**DIRECTIONS FOR THIS TASK:**
Search the data below for the string "plate". Extract every line that contains it.

============================================================

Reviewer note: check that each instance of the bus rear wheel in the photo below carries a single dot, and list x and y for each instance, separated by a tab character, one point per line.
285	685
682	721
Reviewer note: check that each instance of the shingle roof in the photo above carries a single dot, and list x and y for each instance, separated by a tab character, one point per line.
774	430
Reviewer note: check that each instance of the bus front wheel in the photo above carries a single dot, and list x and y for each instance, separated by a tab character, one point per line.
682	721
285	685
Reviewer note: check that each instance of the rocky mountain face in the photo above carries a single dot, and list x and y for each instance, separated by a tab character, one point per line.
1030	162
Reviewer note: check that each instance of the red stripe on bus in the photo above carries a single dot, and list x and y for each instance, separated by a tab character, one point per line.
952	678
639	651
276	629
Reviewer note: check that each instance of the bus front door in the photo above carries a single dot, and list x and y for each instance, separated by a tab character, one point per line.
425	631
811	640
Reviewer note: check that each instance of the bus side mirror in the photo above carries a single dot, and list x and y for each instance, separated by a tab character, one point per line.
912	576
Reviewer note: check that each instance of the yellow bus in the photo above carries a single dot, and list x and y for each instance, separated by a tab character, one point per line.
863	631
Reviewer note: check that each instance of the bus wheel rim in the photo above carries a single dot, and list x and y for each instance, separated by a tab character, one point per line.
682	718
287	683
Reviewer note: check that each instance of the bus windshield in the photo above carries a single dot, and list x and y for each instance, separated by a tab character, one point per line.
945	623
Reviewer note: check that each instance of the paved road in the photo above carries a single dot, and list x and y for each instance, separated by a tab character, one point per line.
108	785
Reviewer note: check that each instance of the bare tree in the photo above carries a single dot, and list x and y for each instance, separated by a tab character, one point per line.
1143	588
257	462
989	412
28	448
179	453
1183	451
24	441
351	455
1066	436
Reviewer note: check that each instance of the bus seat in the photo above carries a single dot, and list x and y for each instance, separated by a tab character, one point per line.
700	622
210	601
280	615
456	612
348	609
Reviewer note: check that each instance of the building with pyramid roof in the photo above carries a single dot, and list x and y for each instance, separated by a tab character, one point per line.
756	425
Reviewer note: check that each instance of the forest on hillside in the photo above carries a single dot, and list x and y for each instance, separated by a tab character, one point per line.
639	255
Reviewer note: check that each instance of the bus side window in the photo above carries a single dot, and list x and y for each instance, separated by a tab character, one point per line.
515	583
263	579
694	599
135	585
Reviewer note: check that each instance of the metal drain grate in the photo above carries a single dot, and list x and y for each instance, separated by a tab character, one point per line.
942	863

============================================================

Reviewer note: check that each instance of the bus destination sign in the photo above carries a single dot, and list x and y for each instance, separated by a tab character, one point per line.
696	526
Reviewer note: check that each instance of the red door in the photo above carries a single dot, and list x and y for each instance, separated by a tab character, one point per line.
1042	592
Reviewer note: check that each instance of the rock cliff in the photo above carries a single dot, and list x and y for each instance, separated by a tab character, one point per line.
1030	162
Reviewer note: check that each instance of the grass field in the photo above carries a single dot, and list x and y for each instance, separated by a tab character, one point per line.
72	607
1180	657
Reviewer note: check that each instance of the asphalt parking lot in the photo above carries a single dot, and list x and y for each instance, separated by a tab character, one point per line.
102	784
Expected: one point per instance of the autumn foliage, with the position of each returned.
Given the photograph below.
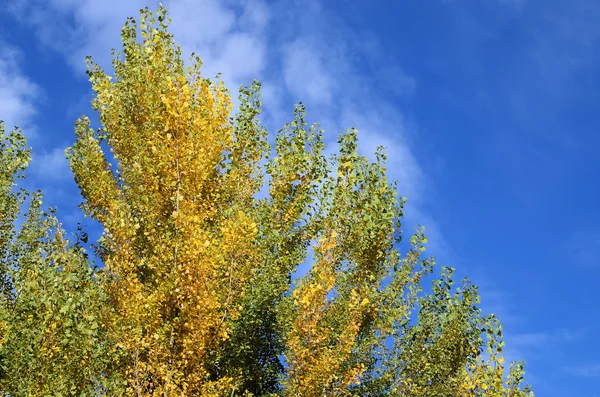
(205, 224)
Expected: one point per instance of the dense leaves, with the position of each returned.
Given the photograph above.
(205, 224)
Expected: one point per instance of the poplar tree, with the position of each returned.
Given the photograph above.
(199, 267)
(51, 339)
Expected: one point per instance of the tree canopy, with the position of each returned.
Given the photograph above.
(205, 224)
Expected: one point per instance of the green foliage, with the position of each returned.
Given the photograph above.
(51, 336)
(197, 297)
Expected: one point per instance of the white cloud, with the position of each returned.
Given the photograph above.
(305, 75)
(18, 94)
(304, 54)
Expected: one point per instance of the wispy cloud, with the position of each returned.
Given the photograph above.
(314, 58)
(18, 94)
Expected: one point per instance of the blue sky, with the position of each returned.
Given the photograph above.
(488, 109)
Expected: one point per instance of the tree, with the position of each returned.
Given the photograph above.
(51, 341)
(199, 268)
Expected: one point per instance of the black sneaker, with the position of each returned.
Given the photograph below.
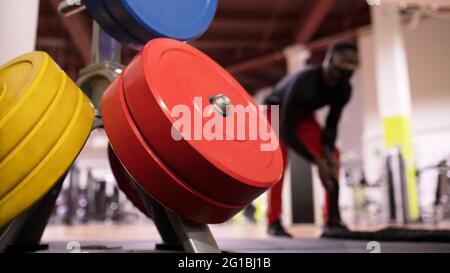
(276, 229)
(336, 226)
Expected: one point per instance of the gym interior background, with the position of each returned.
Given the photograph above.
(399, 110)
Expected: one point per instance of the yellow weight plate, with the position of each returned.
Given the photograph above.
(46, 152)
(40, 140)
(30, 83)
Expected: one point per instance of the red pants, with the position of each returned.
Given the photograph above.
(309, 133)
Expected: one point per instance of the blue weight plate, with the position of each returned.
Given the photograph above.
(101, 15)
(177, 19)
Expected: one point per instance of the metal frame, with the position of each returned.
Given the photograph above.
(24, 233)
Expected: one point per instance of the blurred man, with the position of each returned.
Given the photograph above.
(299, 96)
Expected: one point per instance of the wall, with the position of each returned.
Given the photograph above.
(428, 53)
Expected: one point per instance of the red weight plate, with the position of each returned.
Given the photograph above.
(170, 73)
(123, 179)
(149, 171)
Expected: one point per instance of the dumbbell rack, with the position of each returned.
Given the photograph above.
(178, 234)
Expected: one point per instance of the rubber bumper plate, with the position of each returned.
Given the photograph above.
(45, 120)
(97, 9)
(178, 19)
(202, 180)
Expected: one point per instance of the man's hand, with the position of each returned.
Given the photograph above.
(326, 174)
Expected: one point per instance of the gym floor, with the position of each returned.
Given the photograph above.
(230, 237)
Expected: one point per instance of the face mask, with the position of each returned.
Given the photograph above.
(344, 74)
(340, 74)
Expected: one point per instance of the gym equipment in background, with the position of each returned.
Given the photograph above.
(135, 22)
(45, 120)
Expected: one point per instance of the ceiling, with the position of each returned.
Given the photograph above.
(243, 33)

============================================================

**ANSWER SECTION:**
Expected: one point per instance of the yellow weight plate, with the position of each returned.
Expected: one point per instance of the blue weight plate, with the position of each returned.
Expected: one point per instance of the red weight plate, with the position of each returned.
Expected: one point per instance of the rubber bumper plate, with the position of each returned.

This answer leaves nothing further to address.